-- Opening Marker --
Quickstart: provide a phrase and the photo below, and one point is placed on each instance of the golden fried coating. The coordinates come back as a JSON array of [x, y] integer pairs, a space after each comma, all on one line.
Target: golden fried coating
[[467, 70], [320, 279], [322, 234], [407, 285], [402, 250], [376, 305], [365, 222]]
-- Closing Marker --
-- Opening Marker --
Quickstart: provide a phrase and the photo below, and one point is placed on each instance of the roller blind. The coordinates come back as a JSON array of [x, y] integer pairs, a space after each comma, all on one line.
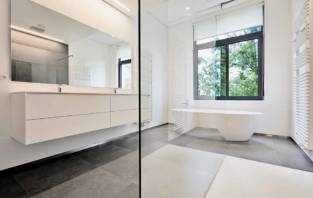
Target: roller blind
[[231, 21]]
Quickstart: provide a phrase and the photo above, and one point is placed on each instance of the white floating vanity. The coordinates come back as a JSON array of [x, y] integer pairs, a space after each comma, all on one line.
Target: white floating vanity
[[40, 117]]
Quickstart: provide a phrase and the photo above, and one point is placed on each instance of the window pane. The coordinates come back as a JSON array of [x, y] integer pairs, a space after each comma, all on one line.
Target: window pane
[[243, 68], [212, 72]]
-- Closing Marker --
-- Opening Marker --
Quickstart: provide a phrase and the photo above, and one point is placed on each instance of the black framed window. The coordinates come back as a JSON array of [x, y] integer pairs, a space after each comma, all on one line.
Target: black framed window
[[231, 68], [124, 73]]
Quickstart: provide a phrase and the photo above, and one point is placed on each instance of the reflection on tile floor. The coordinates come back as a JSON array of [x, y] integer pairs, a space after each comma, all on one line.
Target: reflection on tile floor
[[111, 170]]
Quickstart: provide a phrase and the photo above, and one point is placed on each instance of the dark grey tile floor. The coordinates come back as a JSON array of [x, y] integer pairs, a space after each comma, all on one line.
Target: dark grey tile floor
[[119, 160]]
-- Closing Marker --
Exercise directions — Select every line of the material above holding the word "below" and copy it.

Final answer —
Quickstart: provide a phrase and the photo below, and one point is placed on each instance of the golden fried coating. The coordinates come back as a JSON array of [x, y] integer pairs, a space after each comma, all on one line.
Quickstart: provide a phrase and the photo below, and one point is placed on each instance of the roller blind. The coordinates come back as a JSON array of [x, y] integer pairs, a space after each comma, all on one line.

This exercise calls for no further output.